● **What is needed**
Reproduce the data that follows in its entirety, character for character.

--- begin Records shown ---

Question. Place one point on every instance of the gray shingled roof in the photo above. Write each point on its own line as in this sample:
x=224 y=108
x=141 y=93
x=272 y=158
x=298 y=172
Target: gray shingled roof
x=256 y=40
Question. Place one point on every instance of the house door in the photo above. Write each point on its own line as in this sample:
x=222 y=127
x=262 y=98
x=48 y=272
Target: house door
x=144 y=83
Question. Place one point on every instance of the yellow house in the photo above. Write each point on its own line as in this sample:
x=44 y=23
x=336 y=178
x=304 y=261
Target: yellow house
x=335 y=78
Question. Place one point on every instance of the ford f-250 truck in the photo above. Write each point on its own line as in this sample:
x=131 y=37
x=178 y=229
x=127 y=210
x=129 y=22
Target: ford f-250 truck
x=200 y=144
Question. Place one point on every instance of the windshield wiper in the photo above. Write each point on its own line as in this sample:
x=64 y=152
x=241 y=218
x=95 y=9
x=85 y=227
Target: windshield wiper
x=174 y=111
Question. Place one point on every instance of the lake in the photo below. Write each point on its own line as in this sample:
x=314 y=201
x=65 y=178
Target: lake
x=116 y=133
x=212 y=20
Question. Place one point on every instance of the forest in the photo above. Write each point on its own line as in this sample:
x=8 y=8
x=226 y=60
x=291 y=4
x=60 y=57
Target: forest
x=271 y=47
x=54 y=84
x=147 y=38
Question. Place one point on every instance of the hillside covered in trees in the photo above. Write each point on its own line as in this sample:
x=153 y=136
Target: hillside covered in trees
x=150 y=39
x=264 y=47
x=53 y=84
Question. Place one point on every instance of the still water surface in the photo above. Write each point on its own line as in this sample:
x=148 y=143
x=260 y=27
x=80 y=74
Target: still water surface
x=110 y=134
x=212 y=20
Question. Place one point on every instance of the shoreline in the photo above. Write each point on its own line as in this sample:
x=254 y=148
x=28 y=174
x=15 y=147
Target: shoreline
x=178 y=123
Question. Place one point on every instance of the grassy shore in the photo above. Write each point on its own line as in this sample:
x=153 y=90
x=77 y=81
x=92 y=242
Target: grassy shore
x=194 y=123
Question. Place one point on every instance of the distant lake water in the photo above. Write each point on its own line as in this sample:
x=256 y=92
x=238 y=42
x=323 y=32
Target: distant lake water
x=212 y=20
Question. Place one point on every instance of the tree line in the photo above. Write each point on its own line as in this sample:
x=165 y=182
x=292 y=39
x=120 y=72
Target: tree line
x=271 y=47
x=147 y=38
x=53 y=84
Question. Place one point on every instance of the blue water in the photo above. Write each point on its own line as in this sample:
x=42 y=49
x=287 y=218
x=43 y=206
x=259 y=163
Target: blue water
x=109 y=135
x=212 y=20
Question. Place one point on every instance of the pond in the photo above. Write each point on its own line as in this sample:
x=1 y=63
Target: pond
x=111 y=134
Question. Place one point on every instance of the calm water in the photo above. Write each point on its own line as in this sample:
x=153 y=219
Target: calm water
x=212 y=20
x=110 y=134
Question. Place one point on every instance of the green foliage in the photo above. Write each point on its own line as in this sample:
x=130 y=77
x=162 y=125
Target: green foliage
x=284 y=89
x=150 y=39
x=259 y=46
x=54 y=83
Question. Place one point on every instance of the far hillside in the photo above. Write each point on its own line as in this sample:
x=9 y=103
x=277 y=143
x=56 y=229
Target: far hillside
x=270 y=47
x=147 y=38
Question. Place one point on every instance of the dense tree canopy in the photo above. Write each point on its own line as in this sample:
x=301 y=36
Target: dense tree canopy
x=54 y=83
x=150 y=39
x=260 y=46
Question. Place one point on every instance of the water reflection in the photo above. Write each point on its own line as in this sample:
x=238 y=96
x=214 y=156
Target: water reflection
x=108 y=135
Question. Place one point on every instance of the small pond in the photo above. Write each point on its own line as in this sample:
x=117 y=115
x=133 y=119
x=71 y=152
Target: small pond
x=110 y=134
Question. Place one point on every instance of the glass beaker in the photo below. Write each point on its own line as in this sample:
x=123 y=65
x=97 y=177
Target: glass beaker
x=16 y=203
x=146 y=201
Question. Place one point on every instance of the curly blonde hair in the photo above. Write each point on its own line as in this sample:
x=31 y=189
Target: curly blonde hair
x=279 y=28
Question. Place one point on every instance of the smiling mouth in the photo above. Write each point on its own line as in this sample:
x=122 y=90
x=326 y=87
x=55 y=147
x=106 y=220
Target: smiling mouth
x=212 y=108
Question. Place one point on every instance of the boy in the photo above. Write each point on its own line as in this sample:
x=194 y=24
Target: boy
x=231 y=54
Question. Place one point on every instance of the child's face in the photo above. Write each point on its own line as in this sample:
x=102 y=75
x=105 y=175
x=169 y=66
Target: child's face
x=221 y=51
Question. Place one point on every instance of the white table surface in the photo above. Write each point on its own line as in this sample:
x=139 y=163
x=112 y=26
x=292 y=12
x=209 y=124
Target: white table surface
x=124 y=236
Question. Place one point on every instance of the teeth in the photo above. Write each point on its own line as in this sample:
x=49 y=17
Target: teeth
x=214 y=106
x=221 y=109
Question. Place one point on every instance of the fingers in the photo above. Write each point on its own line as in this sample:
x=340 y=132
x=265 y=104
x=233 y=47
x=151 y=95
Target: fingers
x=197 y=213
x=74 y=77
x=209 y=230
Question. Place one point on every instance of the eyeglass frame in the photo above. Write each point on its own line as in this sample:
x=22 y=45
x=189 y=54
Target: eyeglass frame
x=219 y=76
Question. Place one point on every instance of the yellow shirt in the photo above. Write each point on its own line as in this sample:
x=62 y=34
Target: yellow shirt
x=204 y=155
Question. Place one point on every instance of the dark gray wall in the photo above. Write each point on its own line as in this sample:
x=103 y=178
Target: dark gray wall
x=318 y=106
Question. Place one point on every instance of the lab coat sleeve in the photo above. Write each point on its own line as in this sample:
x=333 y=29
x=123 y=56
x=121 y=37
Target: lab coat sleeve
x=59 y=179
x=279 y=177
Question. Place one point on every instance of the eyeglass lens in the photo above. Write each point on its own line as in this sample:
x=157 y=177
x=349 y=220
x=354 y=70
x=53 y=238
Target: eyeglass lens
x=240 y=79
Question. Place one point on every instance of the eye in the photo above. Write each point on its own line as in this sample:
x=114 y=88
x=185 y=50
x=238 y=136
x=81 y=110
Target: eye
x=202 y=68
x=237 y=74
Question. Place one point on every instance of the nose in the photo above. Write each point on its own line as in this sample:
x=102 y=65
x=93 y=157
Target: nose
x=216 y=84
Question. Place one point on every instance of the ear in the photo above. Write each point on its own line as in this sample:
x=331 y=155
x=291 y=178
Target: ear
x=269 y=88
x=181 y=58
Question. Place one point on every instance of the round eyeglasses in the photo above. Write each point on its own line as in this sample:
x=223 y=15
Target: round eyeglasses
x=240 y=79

--- end Records shown ---

● **Result below**
Question. Place one point on every instance of the gray shingled roof in the photo above. Write each point on its own line as in this sample:
x=224 y=108
x=141 y=93
x=272 y=158
x=298 y=172
Target: gray shingled roof
x=256 y=40
Question. Place one point on every instance of the house door in the photo above. Write each point on its own line as in this sample:
x=222 y=127
x=262 y=98
x=48 y=272
Target: house door
x=144 y=83
Question. Place one point on every instance of the yellow house in the photo above. Write each point on its own line as in this sample:
x=44 y=23
x=336 y=178
x=304 y=261
Target: yellow house
x=335 y=78
Question. Place one point on every instance of the ford f-250 truck in the photo above. Write each point on its own line as in this sample:
x=131 y=37
x=178 y=229
x=127 y=210
x=129 y=22
Target: ford f-250 truck
x=200 y=144
Question. Place one point on every instance of the windshield wiper in the photo above. Write each point on its own line as in this sample:
x=64 y=152
x=241 y=218
x=95 y=9
x=85 y=227
Target: windshield wiper
x=174 y=111
Question. Place one point on every instance of the lake in the photo below. Write each point on its own line as in this sample:
x=314 y=201
x=65 y=178
Target: lake
x=116 y=133
x=212 y=20
Question. Place one point on every instance of the forest in the photo above. Write each point on its own line as in this sample:
x=8 y=8
x=226 y=60
x=291 y=4
x=60 y=57
Target: forest
x=271 y=47
x=54 y=84
x=147 y=38
Question. Place one point on every instance of the hillside covered in trees in the photo above. Write each point on its own line as in this sample:
x=153 y=136
Target: hillside covered in trees
x=150 y=39
x=264 y=47
x=53 y=84
Question. Place one point on every instance of the still water surface in the photo above. Write each point on its own line as in this sample:
x=148 y=143
x=260 y=27
x=80 y=74
Target: still water surface
x=110 y=134
x=212 y=20
Question. Place one point on every instance of the shoreline in the photo above. Write each point on its own line as in this sample:
x=254 y=148
x=28 y=174
x=15 y=147
Target: shoreline
x=178 y=123
Question. Place one point on every instance of the grassy shore in the photo above. Write each point on its own line as in this sample:
x=153 y=90
x=77 y=81
x=92 y=242
Target: grassy shore
x=194 y=123
Question. Place one point on every instance of the distant lake water in the photo above. Write each point on its own line as in this sample:
x=256 y=92
x=238 y=42
x=323 y=32
Target: distant lake water
x=212 y=20
Question. Place one point on every instance of the tree line in the photo above. Write each point on its own line as in this sample:
x=165 y=182
x=292 y=39
x=120 y=72
Target: tree line
x=271 y=47
x=147 y=38
x=53 y=84
Question. Place one point on every instance of the blue water in the photo above. Write each point on its own line as in this sample:
x=42 y=49
x=287 y=218
x=43 y=206
x=259 y=163
Target: blue water
x=109 y=135
x=212 y=20
Question. Place one point on every instance of the pond in the photo above. Write each point on its own line as in this sample:
x=1 y=63
Target: pond
x=111 y=134
Question. Place one point on every instance of the calm water in the photo above. Write each point on its own line as in this sample:
x=153 y=219
Target: calm water
x=212 y=20
x=110 y=134
Question. Place one point on every instance of the green foliage in the photo above. Write each point on its own line as in this sample:
x=130 y=77
x=162 y=125
Target: green foliage
x=284 y=89
x=150 y=39
x=259 y=46
x=54 y=83
Question. Place one point on every instance of the far hillside in the photo above. Write each point on its own line as in this sample:
x=9 y=103
x=277 y=143
x=56 y=229
Target: far hillside
x=270 y=47
x=147 y=38
Question. Place one point on every instance of the dense tree canopy in the photo above. Write each point on its own line as in this sample:
x=301 y=36
Target: dense tree canopy
x=54 y=83
x=150 y=39
x=260 y=46
Question. Place one point on every instance of the water reflection in the photo above. Write each point on its own line as in this sample:
x=238 y=96
x=214 y=156
Target: water reflection
x=108 y=135
Question. Place one point on every instance of the small pond in the photo above. Write each point on its own line as in this sample:
x=117 y=115
x=133 y=119
x=71 y=152
Target: small pond
x=110 y=134
Question. Place one point on every instance of the glass beaker in the photo below. Write each point on its own line as in this sample:
x=123 y=65
x=97 y=177
Target: glass beaker
x=16 y=203
x=146 y=201
Question. Place one point on every instance of the curly blonde hair in the photo above. Write each point on its own line as in this sample:
x=31 y=189
Target: curly blonde hair
x=279 y=28
Question. Place one point on every instance of the smiling mouth in the photo above. Write each point on its own line as in this sample:
x=122 y=90
x=326 y=87
x=55 y=147
x=106 y=220
Target: smiling mouth
x=212 y=108
Question. Place one point on every instance of the boy in the photo above. Write each point on its own line as in this sample:
x=194 y=24
Target: boy
x=231 y=54
Question. Place one point on every instance of the child's face in the photo above. Write each point on its own line as in this sample:
x=102 y=75
x=105 y=175
x=169 y=66
Target: child's face
x=221 y=51
Question. Place one point on every instance of the white table surface in the photo above. Write each point on its own line as in this sample:
x=139 y=163
x=112 y=26
x=292 y=12
x=209 y=124
Target: white table surface
x=124 y=236
Question. Place one point on every instance of the teeth in the photo above. Write each point on its own line as in this sample:
x=49 y=17
Target: teeth
x=214 y=106
x=221 y=109
Question. Place one point on every instance of the fingers in the photo above. Write each point on its own line as in this sample:
x=340 y=132
x=265 y=104
x=233 y=47
x=151 y=95
Target: fingers
x=197 y=213
x=74 y=77
x=209 y=230
Question. Place one point on every instance of the eyeglass frame in the photo above. Write each point on its own line as in this sample:
x=22 y=45
x=189 y=54
Target: eyeglass frame
x=219 y=76
Question. Place one point on every instance of the yellow shirt in the photo above. Write each point on its own line as in this sample:
x=62 y=34
Target: yellow shirt
x=204 y=155
Question. Place one point on every instance of the dark gray wall in the photo above. Write each point on its own line as in this sample:
x=103 y=178
Target: dark gray wall
x=318 y=106
Question. Place one point on every instance of the lab coat sleeve in the photo above. Write each point on its own line as in this sample:
x=333 y=29
x=123 y=56
x=121 y=37
Target: lab coat sleeve
x=59 y=179
x=279 y=177
Question. Place one point on every instance of the eyeglass lens in the photo above. Write each point on its own line as in this sample:
x=157 y=177
x=349 y=220
x=354 y=70
x=53 y=238
Target: eyeglass lens
x=240 y=79
Question. Place one point on every instance of the eye in the photo above. Write each point on its own line as in this sample:
x=114 y=88
x=185 y=50
x=238 y=136
x=81 y=110
Target: eye
x=202 y=68
x=237 y=74
Question. Place one point on every instance of the nose in the photo above. Write each point on its own line as in this sample:
x=102 y=65
x=93 y=157
Target: nose
x=216 y=84
Question. Place one point on every instance of the ear in the photo above. Write each point on its own line as in this sample:
x=331 y=155
x=291 y=178
Target: ear
x=269 y=88
x=181 y=58
Question. Place one point on every instance of the round eyeglasses in the photo above. Write each point on its own line as in this sample:
x=223 y=15
Target: round eyeglasses
x=240 y=79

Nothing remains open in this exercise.